WORK TO BE COMPLETED: Rewrite the entries from the very first line up to and including the line with "[[[0,0],[0,36],[14,36],[9,0]]]", requests and all, and shift each outline coordinate by adding 67 to it.

RECORDS SUPPLIED:
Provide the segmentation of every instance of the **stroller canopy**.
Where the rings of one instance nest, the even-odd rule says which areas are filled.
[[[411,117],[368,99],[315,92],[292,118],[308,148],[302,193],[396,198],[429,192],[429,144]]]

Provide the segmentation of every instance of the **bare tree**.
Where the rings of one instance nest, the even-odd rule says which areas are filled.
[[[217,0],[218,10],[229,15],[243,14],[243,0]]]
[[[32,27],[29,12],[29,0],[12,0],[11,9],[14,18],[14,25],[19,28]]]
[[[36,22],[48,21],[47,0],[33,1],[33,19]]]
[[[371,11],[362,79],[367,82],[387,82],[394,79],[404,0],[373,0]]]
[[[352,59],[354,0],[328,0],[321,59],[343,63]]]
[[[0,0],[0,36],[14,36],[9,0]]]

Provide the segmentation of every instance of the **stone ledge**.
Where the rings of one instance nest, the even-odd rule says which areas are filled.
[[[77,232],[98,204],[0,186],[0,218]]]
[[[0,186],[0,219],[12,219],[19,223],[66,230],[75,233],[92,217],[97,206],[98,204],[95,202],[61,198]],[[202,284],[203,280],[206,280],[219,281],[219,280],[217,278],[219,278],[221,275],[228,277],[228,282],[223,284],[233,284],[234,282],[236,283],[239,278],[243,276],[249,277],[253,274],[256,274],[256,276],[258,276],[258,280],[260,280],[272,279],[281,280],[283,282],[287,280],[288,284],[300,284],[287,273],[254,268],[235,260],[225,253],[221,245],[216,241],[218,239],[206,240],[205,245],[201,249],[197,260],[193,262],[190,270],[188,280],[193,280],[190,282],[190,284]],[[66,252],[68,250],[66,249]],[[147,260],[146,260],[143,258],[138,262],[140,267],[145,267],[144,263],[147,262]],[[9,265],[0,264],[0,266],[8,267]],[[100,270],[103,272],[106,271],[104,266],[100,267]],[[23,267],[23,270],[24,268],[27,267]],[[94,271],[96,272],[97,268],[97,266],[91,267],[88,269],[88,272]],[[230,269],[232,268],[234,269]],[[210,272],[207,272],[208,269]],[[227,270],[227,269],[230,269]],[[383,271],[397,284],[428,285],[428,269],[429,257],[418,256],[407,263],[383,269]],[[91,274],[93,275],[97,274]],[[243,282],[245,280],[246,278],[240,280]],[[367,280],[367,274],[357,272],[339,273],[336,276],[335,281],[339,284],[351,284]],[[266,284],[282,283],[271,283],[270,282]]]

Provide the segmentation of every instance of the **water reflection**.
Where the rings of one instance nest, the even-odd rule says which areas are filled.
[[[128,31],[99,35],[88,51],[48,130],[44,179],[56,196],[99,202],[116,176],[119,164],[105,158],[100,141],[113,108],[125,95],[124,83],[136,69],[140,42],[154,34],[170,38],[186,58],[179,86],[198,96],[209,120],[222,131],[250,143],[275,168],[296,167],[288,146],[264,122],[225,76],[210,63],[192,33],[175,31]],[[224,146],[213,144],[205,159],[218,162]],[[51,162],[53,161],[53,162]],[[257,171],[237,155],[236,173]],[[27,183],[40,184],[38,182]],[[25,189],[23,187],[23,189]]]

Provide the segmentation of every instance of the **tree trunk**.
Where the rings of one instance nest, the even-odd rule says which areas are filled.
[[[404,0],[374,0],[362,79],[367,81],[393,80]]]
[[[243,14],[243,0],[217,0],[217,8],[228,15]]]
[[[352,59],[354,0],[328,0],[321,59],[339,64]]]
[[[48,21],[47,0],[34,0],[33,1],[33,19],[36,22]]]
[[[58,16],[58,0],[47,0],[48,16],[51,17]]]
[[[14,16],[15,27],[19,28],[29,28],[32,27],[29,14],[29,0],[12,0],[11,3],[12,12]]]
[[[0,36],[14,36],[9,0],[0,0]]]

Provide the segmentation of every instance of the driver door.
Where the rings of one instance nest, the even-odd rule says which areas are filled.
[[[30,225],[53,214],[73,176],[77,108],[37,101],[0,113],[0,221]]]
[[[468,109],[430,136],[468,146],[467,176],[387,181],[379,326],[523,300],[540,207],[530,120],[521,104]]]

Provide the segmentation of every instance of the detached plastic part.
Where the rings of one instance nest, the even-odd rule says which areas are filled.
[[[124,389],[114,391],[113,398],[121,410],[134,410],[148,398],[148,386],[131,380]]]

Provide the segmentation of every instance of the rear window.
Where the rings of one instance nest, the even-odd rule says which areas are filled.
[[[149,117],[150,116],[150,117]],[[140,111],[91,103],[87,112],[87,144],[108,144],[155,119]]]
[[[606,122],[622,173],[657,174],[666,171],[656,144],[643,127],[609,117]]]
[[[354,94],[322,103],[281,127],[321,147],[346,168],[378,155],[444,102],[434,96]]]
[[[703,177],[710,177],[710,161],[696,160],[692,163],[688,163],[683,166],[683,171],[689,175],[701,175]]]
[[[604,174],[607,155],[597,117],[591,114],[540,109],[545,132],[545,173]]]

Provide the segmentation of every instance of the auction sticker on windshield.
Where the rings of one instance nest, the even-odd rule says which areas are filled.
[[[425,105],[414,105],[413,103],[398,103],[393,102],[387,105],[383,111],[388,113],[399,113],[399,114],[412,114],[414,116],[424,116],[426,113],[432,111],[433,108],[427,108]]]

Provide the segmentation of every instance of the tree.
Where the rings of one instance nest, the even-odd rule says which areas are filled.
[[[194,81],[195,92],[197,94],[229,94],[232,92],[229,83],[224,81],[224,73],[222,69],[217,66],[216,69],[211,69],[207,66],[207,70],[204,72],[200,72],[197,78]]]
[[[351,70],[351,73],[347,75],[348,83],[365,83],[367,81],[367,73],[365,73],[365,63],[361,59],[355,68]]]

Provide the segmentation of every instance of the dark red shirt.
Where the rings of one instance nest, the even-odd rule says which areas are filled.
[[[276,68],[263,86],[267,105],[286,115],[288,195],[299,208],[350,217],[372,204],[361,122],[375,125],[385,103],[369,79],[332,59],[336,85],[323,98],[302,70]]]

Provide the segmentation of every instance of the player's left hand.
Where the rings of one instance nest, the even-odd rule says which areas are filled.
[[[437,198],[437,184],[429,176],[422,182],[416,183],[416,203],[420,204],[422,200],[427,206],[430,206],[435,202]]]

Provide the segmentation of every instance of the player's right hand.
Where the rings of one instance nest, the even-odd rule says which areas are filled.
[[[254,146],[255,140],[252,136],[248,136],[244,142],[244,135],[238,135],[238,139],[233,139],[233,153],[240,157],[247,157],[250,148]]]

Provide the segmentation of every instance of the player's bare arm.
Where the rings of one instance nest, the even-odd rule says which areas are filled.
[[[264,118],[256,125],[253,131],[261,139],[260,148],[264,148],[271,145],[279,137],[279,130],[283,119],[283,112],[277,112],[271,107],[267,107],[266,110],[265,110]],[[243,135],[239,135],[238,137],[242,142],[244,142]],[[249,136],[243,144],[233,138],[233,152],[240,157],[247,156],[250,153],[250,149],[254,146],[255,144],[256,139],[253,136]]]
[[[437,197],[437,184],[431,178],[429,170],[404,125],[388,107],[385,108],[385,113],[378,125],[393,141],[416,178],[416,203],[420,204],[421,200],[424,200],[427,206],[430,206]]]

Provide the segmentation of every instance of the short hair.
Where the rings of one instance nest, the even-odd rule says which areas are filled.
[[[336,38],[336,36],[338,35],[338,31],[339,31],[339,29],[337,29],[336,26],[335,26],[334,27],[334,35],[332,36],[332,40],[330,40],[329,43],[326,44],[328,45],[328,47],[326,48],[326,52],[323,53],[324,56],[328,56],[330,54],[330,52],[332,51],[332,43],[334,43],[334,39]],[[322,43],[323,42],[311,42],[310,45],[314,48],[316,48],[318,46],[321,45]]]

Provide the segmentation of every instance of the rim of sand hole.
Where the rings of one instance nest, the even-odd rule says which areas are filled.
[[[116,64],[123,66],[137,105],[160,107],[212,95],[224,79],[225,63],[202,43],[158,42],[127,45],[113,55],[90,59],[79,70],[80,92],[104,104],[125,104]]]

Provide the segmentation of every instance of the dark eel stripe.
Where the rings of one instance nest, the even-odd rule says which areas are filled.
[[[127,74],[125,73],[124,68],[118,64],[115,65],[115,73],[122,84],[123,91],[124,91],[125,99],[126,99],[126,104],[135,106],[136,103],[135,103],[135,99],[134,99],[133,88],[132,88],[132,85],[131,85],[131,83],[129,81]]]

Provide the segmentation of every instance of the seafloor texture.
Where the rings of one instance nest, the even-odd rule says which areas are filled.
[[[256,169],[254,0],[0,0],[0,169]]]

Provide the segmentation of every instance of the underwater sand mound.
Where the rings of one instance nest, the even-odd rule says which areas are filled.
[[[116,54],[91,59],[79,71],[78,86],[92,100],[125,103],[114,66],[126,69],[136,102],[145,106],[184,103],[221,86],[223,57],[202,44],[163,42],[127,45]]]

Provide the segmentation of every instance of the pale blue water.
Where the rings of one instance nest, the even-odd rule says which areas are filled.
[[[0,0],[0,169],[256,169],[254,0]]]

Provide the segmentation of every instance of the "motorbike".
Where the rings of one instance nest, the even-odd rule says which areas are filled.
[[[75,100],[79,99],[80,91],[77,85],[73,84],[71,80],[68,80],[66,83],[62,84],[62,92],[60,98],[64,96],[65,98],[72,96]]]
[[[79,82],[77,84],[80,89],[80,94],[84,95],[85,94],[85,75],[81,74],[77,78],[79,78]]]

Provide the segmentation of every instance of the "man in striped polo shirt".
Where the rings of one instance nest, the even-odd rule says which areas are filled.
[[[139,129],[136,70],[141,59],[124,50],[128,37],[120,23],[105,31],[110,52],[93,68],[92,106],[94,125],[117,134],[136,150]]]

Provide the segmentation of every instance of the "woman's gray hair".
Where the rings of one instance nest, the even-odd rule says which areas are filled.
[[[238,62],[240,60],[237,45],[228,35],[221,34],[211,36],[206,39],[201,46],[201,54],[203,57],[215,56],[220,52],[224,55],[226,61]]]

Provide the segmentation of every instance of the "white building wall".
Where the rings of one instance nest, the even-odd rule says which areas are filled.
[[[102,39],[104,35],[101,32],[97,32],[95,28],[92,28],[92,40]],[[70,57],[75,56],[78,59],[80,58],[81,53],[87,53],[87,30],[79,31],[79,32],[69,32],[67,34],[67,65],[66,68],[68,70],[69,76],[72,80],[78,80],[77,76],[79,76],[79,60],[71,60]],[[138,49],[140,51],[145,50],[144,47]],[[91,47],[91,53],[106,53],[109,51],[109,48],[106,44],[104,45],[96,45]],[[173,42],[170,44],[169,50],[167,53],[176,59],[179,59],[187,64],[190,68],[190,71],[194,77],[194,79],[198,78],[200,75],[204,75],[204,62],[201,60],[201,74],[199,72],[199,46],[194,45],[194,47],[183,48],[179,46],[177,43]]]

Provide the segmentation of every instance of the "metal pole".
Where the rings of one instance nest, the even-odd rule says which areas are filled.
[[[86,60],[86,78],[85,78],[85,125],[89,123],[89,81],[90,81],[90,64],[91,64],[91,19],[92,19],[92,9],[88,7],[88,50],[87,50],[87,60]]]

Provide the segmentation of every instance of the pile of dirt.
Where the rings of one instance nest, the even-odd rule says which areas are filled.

RESULT FOR THIS TASK:
Provide the segmentation of every instance of the **stroller canopy**.
Where the rings of one instance nest, the even-odd rule says which areas are filled.
[[[478,184],[435,166],[382,159],[359,185],[375,215],[369,260],[463,265],[496,259],[496,211]]]

Provide the segmentation of every instance of the **bare tree**.
Where the rings of one instance nest, the even-odd rule says which areas are filled.
[[[284,67],[285,77],[296,82],[310,81],[310,67]]]
[[[99,94],[96,79],[96,67],[79,67],[78,76],[81,85],[81,92],[86,95]]]
[[[103,89],[115,88],[114,67],[100,68],[100,86]]]
[[[438,78],[429,146],[434,149],[454,149],[461,146],[471,67],[440,67]]]
[[[419,126],[421,67],[395,67],[388,126],[410,130]]]
[[[67,67],[67,103],[81,103],[76,67]]]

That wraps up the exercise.